EXERCISE AIM ▸ Turn every line of the records into a numbered list, skipping blank lines and leaving the pictures out.

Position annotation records
------------------------------------------------
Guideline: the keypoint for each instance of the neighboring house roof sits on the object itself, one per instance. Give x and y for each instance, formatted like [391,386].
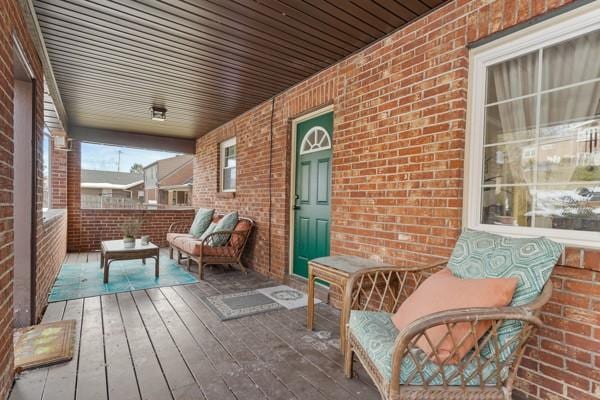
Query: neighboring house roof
[182,176]
[109,179]
[167,166]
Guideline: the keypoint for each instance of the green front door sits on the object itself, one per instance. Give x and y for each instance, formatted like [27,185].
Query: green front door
[312,207]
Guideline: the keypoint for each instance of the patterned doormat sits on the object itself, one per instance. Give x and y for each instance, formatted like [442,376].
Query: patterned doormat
[75,281]
[287,297]
[242,304]
[44,344]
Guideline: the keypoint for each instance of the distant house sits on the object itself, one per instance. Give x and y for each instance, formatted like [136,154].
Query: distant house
[169,181]
[109,189]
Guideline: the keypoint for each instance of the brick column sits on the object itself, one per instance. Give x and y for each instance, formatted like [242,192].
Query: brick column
[58,179]
[74,196]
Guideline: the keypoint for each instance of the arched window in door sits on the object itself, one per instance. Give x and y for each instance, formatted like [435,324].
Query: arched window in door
[316,139]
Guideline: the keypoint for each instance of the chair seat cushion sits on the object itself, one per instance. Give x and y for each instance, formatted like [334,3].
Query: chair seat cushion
[188,244]
[172,235]
[227,223]
[193,246]
[376,334]
[442,292]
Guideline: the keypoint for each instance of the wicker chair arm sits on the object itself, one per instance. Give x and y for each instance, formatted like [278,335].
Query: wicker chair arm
[383,288]
[180,226]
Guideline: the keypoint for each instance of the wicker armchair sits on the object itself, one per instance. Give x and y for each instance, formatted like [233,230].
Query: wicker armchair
[202,252]
[486,372]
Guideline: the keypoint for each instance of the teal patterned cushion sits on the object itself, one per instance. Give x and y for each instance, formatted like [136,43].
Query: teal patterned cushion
[227,223]
[486,255]
[202,221]
[208,231]
[376,334]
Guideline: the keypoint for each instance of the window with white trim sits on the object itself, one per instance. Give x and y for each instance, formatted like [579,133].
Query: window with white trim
[534,134]
[228,165]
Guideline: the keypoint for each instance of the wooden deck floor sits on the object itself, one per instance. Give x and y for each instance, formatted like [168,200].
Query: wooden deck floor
[165,344]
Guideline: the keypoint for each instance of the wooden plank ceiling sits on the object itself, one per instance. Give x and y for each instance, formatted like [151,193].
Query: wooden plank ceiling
[205,61]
------------------------------------------------
EXERCISE RESULT ▸
1. Guideline: the keypoint for each instance of the neighboring house roof sits on the object itself, one per instance. Give x and y for each instance, formatted like [391,386].
2. Query: neighboring house roof
3. [182,176]
4. [109,179]
5. [167,166]
6. Guideline: the keypoint for each instance of the green front door sits on the object itself, one per instance. Give x and y for each instance, formatted like [27,185].
7. Query: green front door
8. [312,207]
9. Guideline: the keypoint for each instance of the patterned doormat sits on the object itself, one per instance. Give x and y for each instance, formatted like [442,376].
10. Query: patterned doormat
11. [75,281]
12. [287,297]
13. [242,304]
14. [44,344]
15. Guideline: the keypoint for each instance of the distant house sits on the object itself, one per instance. Give x and y for each instance, formatted like [136,154].
16. Query: distant house
17. [169,181]
18. [109,189]
19. Guideline: the keypoint for each instance of the brick column sits on the object itself, one per instance. Give x and y for each instance, formatted like [242,192].
20. Query: brick column
21. [58,179]
22. [74,196]
23. Guideline: the keypoint for each instance of the arched window in door sits on the object itself, one per instance. Give x and y for each instance, formatted like [435,324].
24. Query: arched window in door
25. [316,139]
26. Guideline: the keypoint for each instance of the chair seat cushion sits on the object itself, one per instance. Give x and y for each instance, formatted like [334,3].
27. Query: chair seat cushion
28. [188,244]
29. [172,235]
30. [227,223]
31. [193,246]
32. [376,334]
33. [442,292]
34. Guideline: the keypoint for each instance of the wicker chair arm sits on the object itself, one per instance. Give x and y for each instance, formatted like [278,335].
35. Query: wicker chair arm
36. [383,288]
37. [180,226]
38. Guideline: the keypoint for each instance of the wicker armchair sits on the object itself, one per instance. Give x and y for each instance, formatted like [233,230].
39. Query: wicker armchair
40. [202,252]
41. [486,372]
42. Guideline: the keypoint for each instance of the teal patterned cushion sits on the object itself, one per instance. Give x and y for each instance, formatted like [136,43].
43. Query: teal patterned cushion
44. [227,223]
45. [486,255]
46. [202,221]
47. [208,231]
48. [376,334]
49. Guideline: the keypoint for each instance of the window with white trim sits on the object itself, one per instance. Give x and y for each instance, formatted like [579,133].
50. Query: window with white trim
51. [534,134]
52. [228,165]
53. Guideline: the keypoint for each instance of the wooden deck floor sits on the object itself, one per instance. Give x and y for each instance, formatted like [168,200].
54. Query: wooden deck floor
55. [165,344]
56. Guideline: the keypoint for each instance of the wooden plank ceiling sits on the object itself, one per instance. Give x and y for each instance, formatted like [151,193].
57. Query: wooden plank ceiling
58. [205,61]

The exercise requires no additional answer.